**TASK STATEMENT**
Copy out all the entries shown below, exactly as they appear.

**MATERIAL PROVIDED**
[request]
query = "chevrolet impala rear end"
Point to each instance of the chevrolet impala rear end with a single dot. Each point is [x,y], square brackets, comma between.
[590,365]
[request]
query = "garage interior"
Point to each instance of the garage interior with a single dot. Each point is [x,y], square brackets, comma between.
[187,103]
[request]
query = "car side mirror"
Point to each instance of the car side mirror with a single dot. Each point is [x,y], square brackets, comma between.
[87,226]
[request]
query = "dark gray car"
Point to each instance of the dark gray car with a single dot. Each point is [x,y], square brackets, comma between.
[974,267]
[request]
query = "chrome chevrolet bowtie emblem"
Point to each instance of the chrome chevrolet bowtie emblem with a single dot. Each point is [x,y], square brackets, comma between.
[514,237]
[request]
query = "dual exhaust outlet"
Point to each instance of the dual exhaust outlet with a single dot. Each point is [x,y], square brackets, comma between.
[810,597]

**RESULT OF THE EXERCISE**
[request]
query = "chevrolet impala rear end"
Point to each instance of the chevrolet impala rear end with a single dot. Each point is [x,y], square brackets, comma between.
[590,365]
[request]
query = "garage interior"
Point to each instance of the garage interior with a single dot. Each point is [x,y], square brackets, comma between.
[187,103]
[request]
query = "car side mirror"
Point to each instance of the car side mirror with a single dot. Each point is [x,y], square brackets, comma between.
[87,226]
[request]
query = "dark gray car"
Point to each instance of the dark gray car with a single dot. Each point is [x,y], square brackets, comma between.
[974,267]
[request]
query = "chrome chevrolet bowtie emblem"
Point to each instance of the chrome chevrolet bowtie emblem with a single dot. Each point is [x,y], square brackets, comma between.
[514,237]
[request]
query = "dual exhaust outlet"
Point to each instance of the dual exhaust outlet with a single dot. Each point is [x,y], square brackets, comma between.
[810,597]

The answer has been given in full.